(DOCUMENT SEGMENT Opens)

From Deseret News archives:
Move Moab uranium tailings
The southern Utah floods destroyed more than two dozen homes and damaged some 30 others. Add that to an estimated $145 million in damage to roads and bridges, and water and sewer systems. On Feb. 1, President Bush declared a federal disaster for Washington and Kane counties. The Utah Legislature established a $25 million loan fund for the restoration of critical infrastructure damaged or destroyed in the flooding.
As devastating as the southern Utah floods have been, a Colorado River flood could be catastrophic. The Colorado is a much larger river, and officials say a large flood upstream of Moab would disperse uranium mill tailings along the river banks and sandbars, possibly contaminating drinking water with ammonia, uranium, radium, lead and other toxins.
Already, chemical and radioactive contamination has leached from the 11.9-million ton tailings pile, which is waste generated from uranium mill operations between 1956 and 1984. Department of Energy studies found ammonia and uranium in gravel below the Matheson Preserve, which is located across the river from the tailings pile. That means the Colorado River is not acting as a barrier to the contaminants.

(DOCUMENT SEGMENT Closes)
(DATA UNDER STUDY Opens)

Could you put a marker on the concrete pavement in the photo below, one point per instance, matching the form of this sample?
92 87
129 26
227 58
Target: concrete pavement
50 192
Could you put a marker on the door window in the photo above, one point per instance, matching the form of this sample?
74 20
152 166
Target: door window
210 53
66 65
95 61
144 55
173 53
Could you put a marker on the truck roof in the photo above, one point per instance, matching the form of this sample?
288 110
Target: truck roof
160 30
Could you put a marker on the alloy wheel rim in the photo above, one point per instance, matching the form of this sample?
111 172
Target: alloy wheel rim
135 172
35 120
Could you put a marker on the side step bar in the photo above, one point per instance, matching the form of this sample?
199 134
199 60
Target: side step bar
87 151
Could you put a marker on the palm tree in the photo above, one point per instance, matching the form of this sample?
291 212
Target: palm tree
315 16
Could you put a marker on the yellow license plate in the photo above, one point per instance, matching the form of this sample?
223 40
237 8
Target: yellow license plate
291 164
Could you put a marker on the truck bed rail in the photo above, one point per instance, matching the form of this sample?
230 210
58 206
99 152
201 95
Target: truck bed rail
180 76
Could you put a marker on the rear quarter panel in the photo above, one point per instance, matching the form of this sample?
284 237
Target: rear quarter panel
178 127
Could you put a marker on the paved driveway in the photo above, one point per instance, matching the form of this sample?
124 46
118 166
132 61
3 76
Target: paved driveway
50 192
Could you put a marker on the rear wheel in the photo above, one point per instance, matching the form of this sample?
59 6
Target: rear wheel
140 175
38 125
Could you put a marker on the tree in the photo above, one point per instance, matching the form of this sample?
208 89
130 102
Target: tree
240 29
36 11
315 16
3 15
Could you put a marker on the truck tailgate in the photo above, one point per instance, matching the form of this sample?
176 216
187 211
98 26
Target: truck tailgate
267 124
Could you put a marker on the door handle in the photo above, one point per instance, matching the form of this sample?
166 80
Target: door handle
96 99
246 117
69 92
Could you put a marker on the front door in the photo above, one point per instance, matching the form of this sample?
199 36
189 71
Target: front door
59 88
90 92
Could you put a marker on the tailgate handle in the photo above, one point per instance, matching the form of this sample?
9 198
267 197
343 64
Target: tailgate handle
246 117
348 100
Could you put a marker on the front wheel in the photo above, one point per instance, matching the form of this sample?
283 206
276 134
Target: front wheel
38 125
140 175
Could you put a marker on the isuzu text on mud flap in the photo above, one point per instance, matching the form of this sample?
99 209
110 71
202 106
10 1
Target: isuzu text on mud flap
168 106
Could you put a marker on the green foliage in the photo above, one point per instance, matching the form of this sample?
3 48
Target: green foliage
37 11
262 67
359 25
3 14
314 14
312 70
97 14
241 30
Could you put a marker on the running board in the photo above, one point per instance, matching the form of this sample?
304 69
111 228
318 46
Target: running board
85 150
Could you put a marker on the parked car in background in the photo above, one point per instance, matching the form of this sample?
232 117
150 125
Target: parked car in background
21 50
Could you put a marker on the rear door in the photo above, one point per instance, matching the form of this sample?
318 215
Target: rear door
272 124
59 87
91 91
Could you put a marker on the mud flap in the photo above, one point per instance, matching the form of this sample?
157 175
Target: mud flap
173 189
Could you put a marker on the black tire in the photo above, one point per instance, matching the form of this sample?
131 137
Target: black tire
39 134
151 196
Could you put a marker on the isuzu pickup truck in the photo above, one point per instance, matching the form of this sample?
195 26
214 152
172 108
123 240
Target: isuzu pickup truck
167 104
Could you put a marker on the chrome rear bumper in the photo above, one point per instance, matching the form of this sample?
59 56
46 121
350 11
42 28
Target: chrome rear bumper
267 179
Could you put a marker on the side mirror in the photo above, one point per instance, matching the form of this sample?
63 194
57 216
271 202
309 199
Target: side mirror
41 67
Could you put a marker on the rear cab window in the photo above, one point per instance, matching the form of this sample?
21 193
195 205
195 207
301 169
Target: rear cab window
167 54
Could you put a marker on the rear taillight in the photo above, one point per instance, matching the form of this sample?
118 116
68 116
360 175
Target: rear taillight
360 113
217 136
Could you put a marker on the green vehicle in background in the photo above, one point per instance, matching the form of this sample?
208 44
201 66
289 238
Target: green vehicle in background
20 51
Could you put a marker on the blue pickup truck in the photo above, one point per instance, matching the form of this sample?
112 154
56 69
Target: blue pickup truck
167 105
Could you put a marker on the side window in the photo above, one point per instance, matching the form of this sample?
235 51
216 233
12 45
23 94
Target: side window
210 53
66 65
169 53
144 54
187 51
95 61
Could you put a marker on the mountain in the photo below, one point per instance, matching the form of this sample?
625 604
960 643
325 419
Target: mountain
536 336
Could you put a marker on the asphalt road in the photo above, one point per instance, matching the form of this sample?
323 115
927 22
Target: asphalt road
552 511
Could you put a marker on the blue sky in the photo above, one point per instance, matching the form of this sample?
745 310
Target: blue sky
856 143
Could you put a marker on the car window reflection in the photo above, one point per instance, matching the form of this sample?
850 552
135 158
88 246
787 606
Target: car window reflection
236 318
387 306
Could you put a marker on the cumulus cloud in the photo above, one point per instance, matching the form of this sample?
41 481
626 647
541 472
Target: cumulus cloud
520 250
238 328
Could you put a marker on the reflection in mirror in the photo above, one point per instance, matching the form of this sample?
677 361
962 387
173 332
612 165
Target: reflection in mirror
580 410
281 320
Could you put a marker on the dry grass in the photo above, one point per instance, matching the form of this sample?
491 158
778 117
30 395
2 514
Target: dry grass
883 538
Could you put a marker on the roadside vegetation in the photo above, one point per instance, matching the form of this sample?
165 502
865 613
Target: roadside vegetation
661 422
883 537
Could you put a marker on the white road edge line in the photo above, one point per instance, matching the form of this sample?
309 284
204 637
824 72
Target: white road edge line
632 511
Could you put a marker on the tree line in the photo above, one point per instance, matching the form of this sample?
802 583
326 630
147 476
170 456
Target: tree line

(DATA UNDER STUDY Closes)

QUESTIONS TO ANSWER
1/ Answer these from the uranium tailings article:
(a) How large a loan fund did the Utah Legislature set up?
(b) Between which years was the waste in the tailings pile generated?
(c) Where did Department of Energy studies find ammonia and uranium?
2/ Please carry on the uranium tailings article from its final sentence.

EXERCISE ANSWERS
1/
(a) $25 million
(b) 1956 and 1984
(c) In gravel below the Matheson Preserve

2/
More compelling is the University of Utah research that used carbon dating to determine that twice within the past 1,000 years, floods have ripped through the river valley where the tailings pile is now located. A catastrophic flood could sweep a significant amount of the tailings into the Colorado River. Obviously, capping the tailings is not a viable solution.
"Good science and good sense tell us the tailings should be moved," Gov. Jon Huntsman Jr., wrote in a recent letter to the DOE's Moab Federal Project Office in Grand Junction, Colo. Huntsman advocates moving the uranium tailings to a constructed repository at Klondike Flats, which is about 18 miles northwest of Moab.
Given research that demonstrates the existing leaching of the tailings pile, the potential for a catastrophic flood and the natural changing course of the river over time, there is but one solution to this problem: the tailings must be moved. The federal government needs to proceed with this project, which is critical to the health of the Colorado River and an estimated 25 million people downstream who reply upon it as their water supply.